BRIEF:
Copy out every line of the data below, from the one containing "point_to annotates the loose" through the end, with both ends included, and shift each coordinate in the answers up by 97.

SOURCE MATERIAL:

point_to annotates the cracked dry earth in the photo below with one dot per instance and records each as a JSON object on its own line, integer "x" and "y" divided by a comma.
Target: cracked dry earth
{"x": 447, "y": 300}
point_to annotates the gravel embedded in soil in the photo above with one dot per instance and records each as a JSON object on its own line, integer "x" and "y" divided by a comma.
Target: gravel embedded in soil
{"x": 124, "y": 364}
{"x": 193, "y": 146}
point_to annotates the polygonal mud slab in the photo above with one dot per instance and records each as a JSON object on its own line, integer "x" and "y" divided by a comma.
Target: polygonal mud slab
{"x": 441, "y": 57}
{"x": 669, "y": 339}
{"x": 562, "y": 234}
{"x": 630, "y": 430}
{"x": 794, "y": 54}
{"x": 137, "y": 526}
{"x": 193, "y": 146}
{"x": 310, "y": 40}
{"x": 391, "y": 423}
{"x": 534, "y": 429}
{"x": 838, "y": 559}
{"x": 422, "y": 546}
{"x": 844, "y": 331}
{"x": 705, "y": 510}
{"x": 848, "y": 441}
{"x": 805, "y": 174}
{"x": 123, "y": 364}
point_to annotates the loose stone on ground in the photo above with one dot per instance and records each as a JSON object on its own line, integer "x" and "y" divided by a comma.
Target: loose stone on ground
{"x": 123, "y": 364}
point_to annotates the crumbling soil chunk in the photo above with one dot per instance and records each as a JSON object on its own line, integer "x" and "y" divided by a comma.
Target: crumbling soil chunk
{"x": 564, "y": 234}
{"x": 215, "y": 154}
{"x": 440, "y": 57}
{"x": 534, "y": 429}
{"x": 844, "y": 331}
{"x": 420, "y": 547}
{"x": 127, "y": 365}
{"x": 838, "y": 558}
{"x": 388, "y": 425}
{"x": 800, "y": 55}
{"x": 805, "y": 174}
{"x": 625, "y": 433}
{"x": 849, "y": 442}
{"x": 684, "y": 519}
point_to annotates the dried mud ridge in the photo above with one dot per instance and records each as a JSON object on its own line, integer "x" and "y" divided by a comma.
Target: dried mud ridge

RESULT FOR THIS TASK:
point_to annotates the loose stone on ground in the photo above with one dot per instance and records each as a JSON object on its own line, integer "x" and "y" divided by a comma.
Target: loose stone on ground
{"x": 220, "y": 461}
point_to annotates the crumbling soil chunk in the photo above with one dot per instance and records each as a JSON object on its own line, integer "x" and "y" divided by a comma.
Target: crumbling soil chunk
{"x": 661, "y": 331}
{"x": 312, "y": 251}
{"x": 537, "y": 154}
{"x": 631, "y": 526}
{"x": 941, "y": 428}
{"x": 517, "y": 644}
{"x": 224, "y": 462}
{"x": 935, "y": 655}
{"x": 485, "y": 522}
{"x": 897, "y": 152}
{"x": 902, "y": 271}
{"x": 722, "y": 530}
{"x": 946, "y": 539}
{"x": 781, "y": 616}
point_to annotates the dried mud ridge in the photo above with one dot per instance and records each as a JSON object on its own line, integer "x" and "y" divided by a comma.
Target: dried mud ridge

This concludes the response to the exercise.